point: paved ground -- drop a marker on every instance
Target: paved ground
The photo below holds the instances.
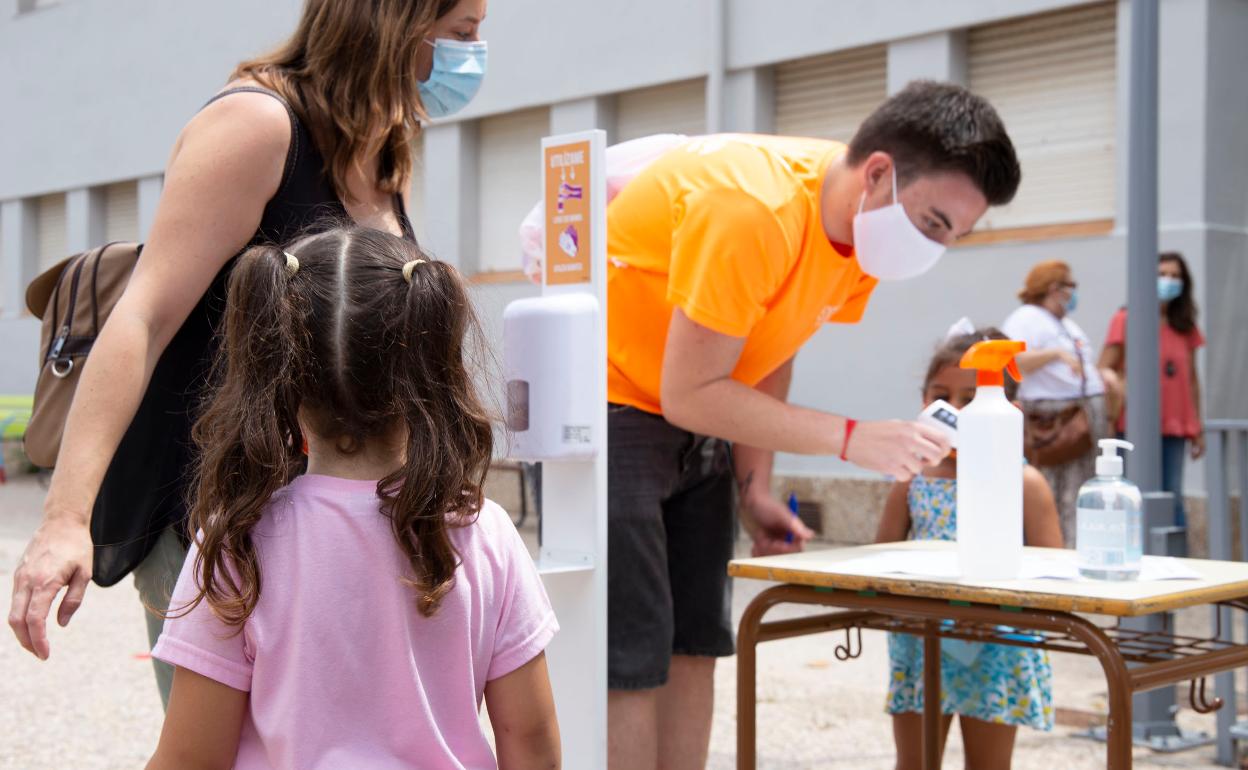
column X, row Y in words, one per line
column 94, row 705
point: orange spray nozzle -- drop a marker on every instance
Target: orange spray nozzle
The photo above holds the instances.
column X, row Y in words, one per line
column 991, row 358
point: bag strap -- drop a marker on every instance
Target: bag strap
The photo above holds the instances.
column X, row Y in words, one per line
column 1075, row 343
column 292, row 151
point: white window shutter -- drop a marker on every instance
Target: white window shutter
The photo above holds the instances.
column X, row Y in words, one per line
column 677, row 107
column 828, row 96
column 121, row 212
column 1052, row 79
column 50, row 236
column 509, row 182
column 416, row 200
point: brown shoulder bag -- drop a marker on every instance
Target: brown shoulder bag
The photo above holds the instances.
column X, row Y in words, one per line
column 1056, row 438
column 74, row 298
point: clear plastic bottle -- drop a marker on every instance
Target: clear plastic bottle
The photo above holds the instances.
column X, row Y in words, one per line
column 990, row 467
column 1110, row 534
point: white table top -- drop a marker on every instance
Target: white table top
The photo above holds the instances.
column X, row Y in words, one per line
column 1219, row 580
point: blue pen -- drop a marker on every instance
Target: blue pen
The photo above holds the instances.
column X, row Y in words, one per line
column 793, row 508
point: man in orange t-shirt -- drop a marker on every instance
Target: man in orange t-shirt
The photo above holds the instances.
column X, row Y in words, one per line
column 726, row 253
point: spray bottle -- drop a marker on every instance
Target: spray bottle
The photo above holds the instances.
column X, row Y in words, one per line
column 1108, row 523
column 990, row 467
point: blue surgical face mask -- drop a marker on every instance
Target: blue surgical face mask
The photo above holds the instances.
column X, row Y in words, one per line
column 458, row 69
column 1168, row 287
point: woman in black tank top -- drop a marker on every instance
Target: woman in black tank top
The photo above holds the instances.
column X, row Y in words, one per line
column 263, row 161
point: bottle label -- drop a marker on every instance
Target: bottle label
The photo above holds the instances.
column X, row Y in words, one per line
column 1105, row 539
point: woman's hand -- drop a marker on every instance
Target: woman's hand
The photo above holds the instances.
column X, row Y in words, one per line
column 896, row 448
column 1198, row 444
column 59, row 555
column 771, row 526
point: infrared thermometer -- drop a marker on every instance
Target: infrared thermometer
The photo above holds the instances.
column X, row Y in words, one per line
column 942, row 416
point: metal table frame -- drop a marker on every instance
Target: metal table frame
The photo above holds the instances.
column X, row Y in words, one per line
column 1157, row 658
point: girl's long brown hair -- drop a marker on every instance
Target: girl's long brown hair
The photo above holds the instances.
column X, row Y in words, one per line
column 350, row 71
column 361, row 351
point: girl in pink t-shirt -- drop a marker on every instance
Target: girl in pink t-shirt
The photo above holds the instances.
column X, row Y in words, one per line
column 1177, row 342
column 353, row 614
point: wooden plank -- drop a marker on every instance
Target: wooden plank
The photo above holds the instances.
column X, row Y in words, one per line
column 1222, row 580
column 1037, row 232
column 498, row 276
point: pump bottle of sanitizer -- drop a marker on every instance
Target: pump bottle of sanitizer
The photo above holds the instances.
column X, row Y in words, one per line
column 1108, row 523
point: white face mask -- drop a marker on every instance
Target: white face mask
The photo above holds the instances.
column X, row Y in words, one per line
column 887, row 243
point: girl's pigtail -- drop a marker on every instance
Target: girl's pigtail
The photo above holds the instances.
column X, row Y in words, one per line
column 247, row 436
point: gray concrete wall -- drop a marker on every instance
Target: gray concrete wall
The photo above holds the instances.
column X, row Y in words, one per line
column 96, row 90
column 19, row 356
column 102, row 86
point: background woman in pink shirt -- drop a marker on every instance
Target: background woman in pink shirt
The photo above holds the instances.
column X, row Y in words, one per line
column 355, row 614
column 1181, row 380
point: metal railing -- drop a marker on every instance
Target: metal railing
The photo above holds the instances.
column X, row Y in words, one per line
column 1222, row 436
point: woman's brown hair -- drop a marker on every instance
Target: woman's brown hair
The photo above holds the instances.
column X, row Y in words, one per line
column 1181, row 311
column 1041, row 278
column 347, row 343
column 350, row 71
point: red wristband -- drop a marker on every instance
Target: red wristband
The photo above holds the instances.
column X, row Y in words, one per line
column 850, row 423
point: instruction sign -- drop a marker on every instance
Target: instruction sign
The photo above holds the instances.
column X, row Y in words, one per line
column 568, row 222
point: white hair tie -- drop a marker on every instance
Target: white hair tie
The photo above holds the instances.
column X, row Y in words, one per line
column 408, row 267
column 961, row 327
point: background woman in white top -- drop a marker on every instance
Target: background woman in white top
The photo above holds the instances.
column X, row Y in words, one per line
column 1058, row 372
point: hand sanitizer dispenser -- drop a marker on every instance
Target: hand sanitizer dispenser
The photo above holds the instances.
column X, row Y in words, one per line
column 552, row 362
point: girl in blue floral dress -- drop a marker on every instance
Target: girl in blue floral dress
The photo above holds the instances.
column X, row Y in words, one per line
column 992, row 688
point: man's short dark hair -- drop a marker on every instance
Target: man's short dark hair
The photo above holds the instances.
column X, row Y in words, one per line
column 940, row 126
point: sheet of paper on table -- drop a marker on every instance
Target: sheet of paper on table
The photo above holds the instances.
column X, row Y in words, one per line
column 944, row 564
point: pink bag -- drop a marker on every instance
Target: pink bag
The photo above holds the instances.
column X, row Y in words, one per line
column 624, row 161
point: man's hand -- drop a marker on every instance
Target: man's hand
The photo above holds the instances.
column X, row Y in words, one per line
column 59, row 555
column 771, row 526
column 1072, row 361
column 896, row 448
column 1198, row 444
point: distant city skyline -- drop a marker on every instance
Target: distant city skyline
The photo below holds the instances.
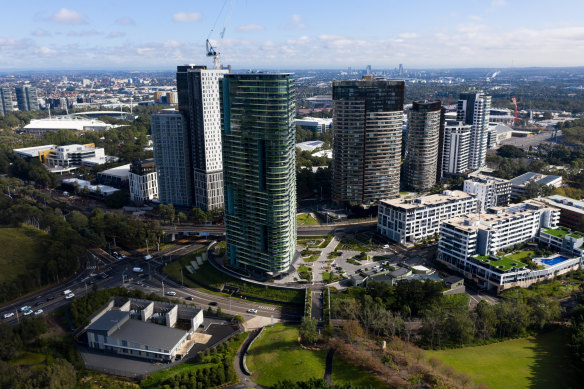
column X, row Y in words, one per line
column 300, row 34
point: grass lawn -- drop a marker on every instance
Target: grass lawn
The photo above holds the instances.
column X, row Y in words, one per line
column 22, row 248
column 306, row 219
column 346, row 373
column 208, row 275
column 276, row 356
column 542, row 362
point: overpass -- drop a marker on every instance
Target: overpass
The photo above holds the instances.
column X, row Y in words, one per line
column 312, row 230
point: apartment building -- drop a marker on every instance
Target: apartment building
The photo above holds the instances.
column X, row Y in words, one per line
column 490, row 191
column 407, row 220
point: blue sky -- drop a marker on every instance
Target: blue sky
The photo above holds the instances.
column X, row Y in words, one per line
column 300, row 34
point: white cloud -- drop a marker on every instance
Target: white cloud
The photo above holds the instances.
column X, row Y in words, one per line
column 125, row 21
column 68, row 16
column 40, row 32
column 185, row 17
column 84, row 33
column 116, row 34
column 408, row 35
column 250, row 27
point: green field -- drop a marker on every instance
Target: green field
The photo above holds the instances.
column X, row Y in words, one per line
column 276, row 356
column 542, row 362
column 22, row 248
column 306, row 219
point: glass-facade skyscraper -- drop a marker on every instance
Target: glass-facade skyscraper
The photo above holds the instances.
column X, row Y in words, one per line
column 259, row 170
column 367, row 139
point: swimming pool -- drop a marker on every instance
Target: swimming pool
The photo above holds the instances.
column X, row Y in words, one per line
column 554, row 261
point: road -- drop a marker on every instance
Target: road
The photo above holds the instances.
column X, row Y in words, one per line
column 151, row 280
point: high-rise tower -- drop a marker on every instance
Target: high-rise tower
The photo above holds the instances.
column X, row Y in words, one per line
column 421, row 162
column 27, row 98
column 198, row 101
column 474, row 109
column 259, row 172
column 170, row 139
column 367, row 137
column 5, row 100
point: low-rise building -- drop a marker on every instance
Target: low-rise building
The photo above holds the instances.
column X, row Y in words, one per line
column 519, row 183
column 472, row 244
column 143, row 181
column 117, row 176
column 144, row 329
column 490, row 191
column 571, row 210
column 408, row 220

-- -- --

WHAT IS REQUIRED:
Repeat the data above exactly, leaving out any pictures it holds.

SOLUTION BELOW:
point: paved ground -- drop a marker on every instance
Target: paved ground
The photo below holds the instances.
column X, row Y in words, one per line
column 94, row 705
point: orange spray nozzle -- drop a marker on every instance
Target: orange spray nozzle
The photo above holds the instances.
column X, row Y in words, one per line
column 991, row 358
point: bag strap -- drop a marker on every instance
Target: bag strap
The photo above holds the instances.
column X, row Y in words, one per line
column 1075, row 343
column 292, row 151
point: white window shutter -- drop a marker on every instance
Target: white window shutter
The photo above holds the instances.
column X, row Y in words, one per line
column 677, row 107
column 828, row 96
column 121, row 212
column 1052, row 79
column 50, row 236
column 509, row 182
column 416, row 200
point: brown shoulder bag -- drop a marker on every instance
Target: brown shoulder bag
The photo above holds the instances.
column X, row Y in words, one per line
column 1056, row 438
column 74, row 298
point: clear plastic bottle -- drop a marker on every instance
Target: clear plastic bottle
The photo above holds the instances.
column X, row Y in words, one per line
column 990, row 467
column 1110, row 534
point: white table top -- drop a marker on every instance
Target: white table top
The photo above holds the instances.
column X, row Y in words, one per line
column 1219, row 580
point: blue pen -- drop a marker on every instance
Target: blue pen
The photo above holds the instances.
column X, row Y in words, one per line
column 793, row 508
point: man in orange t-shirt -- drop a marker on every instance
Target: man in orange t-shirt
The photo above holds the instances.
column X, row Y in words, one per line
column 726, row 253
point: spray bottle -- drop a marker on every instance
Target: spray bottle
The photo above holds the instances.
column X, row Y in words, one per line
column 1108, row 523
column 990, row 467
point: blue surgical face mask -- drop a marker on every instance
Target: blue surgical face mask
The photo above holds the instances.
column X, row Y in words, one per line
column 458, row 69
column 1168, row 287
point: woman in black tank top -- drop a marker on every instance
Target: woman in black tank top
The photo above holds the instances.
column X, row Y in words, one per line
column 263, row 161
point: bottle label -- drop a marker on every instance
Target: bottle label
The photo above holds the instances.
column X, row Y in words, one per line
column 1105, row 539
point: woman's hand -- drop a marker on every instance
Target: woman's hand
The photo above holds the instances.
column X, row Y in words, one per line
column 896, row 448
column 1198, row 444
column 59, row 555
column 771, row 526
point: infrared thermometer -- drop a marker on every instance
Target: infrared thermometer
The photo above holds the instances.
column X, row Y in words, one per line
column 942, row 416
point: metal table frame -- drop a marker on every instance
Target: metal table frame
The photo above holds the instances.
column X, row Y in words, one per line
column 1157, row 658
point: girl's long brown hair -- drop a marker on every instance
Target: girl's long brown hair
The photo above holds the instances.
column X, row Y in words, one per line
column 350, row 71
column 361, row 351
point: girl in pink t-shirt -- drop a marker on every instance
Target: girl in pink t-shirt
The photo above holds the instances.
column X, row Y in words, one per line
column 1177, row 342
column 353, row 614
point: wooden plank -- drop a marker on every instance
Target: wooden plank
The photo above holds the instances.
column X, row Y in words, one per line
column 1222, row 580
column 1037, row 232
column 498, row 276
point: pump bottle of sanitizer -- drop a marker on every instance
Target: pump bottle of sanitizer
The photo above holds the instances.
column X, row Y in words, one per line
column 1108, row 523
point: white face mask -- drop a marker on every instance
Target: white face mask
The photo above holds the instances.
column X, row Y in words, one per line
column 887, row 243
point: girl's pigtail -- drop a marker on every instance
Target: girl's pigtail
The photo above holds the instances.
column X, row Y in words, one per line
column 247, row 436
point: gray concrete wall -- drop a marker on every instance
Target: gray concrete wall
The photo above holds the instances.
column X, row Y in words, one per line
column 96, row 90
column 19, row 356
column 102, row 86
point: background woman in pink shirt -- drop a marker on every instance
Target: background woman in pink shirt
The photo above holds the instances.
column X, row Y in words, one per line
column 355, row 614
column 1181, row 380
point: metal railing -- drop a marker on every instance
Target: metal railing
The photo above holds the instances.
column X, row Y in words, one per line
column 1222, row 436
point: woman's brown hair -- drop a marker on every instance
Target: woman's brown hair
The photo above holds the instances.
column X, row Y in words, one per line
column 1181, row 311
column 1041, row 278
column 347, row 343
column 350, row 71
point: red wristband -- drop a marker on every instance
Target: red wristband
The photo above holds the instances.
column X, row Y in words, one per line
column 850, row 423
point: instruction sign -- drop a marker on every instance
Target: instruction sign
The photo above holds the instances.
column X, row Y in words, one per line
column 568, row 222
point: white hair tie -- drop a marker on every instance
Target: white hair tie
The photo above holds the instances.
column X, row Y in words, one per line
column 408, row 267
column 961, row 327
point: background woman in white top -- drop a marker on every instance
Target: background woman in white top
The photo above holds the instances.
column X, row Y in words, one per line
column 1058, row 372
point: hand sanitizer dispenser -- drop a marker on every instance
Target: hand sanitizer dispenser
The photo above holds the instances.
column X, row Y in words, one per line
column 552, row 362
point: girl in blue floral dress -- drop a marker on every instance
Target: girl in blue floral dress
The photo above holds the instances.
column X, row Y in words, one per line
column 992, row 688
point: man's short dark hair -- drop a marker on every instance
Target: man's short dark hair
The photo above holds the instances.
column X, row Y in words, one per line
column 940, row 126
point: sheet of paper on table -- drop a marker on every instance
Target: sheet of paper on table
The photo above holds the instances.
column X, row Y in words, one per line
column 944, row 564
point: pink bag -- drop a marker on every instance
Target: pink bag
The photo above holds the instances.
column X, row Y in words, one per line
column 624, row 161
point: man's hand -- drop a marker on every instance
Target: man's hand
The photo above holds the instances.
column X, row Y in words, one per line
column 59, row 555
column 771, row 526
column 1072, row 361
column 896, row 448
column 1198, row 444
point: distant city skyline -- drop a marker on every instance
Target: distant city skyline
The photo below holds the instances.
column X, row Y in words, one per line
column 300, row 34
point: grass lawn -- drop a marker on every instance
Target: grass lawn
The photo above holds the instances.
column X, row Y in words, one per line
column 22, row 248
column 306, row 219
column 346, row 373
column 208, row 275
column 276, row 356
column 542, row 362
point: overpass -- drop a marker on every instance
Target: overpass
The photo above holds the instances.
column X, row Y in words, one per line
column 312, row 230
point: apartment building -- drop a marker on every instance
Target: apartment building
The photo above holds the instances.
column X, row Y in words, one per line
column 490, row 191
column 407, row 220
point: blue sky -- drop a marker on every instance
Target: blue sky
The photo above holds the instances.
column X, row Y in words, one per line
column 300, row 34
point: white cloud -- drop a marker on every instance
Target: white cloud
The photo above holds the instances.
column X, row Y in words, one per line
column 125, row 21
column 68, row 16
column 40, row 32
column 185, row 17
column 84, row 33
column 116, row 34
column 408, row 35
column 250, row 27
point: green field -- drop a marker on every instance
Target: green field
The photo above holds the instances.
column X, row Y in words, one per line
column 276, row 356
column 542, row 362
column 22, row 248
column 306, row 219
point: glass-facade skyscraper -- drop a marker on every instance
Target: glass-facade skyscraper
The photo above holds the instances.
column X, row Y in words, one per line
column 259, row 170
column 367, row 139
point: swimming pool -- drop a marker on every instance
Target: swimming pool
The photo above holds the instances.
column X, row Y in words, one per line
column 554, row 261
point: road -- drop a marker on every instance
Target: road
The photo above holds the instances.
column X, row Y in words, one per line
column 151, row 280
point: high-rise tower -- drop a marker on every instance
Target: high-rise tower
The photo above holds the instances.
column X, row Y in words, one per line
column 421, row 162
column 27, row 98
column 198, row 101
column 474, row 109
column 259, row 172
column 170, row 139
column 367, row 137
column 5, row 100
point: low-rise building -- drop a marker on every instance
Target: low-rise building
The photo above holds the instances.
column X, row Y in words, one per line
column 519, row 183
column 472, row 244
column 143, row 181
column 117, row 176
column 144, row 329
column 490, row 191
column 571, row 210
column 408, row 220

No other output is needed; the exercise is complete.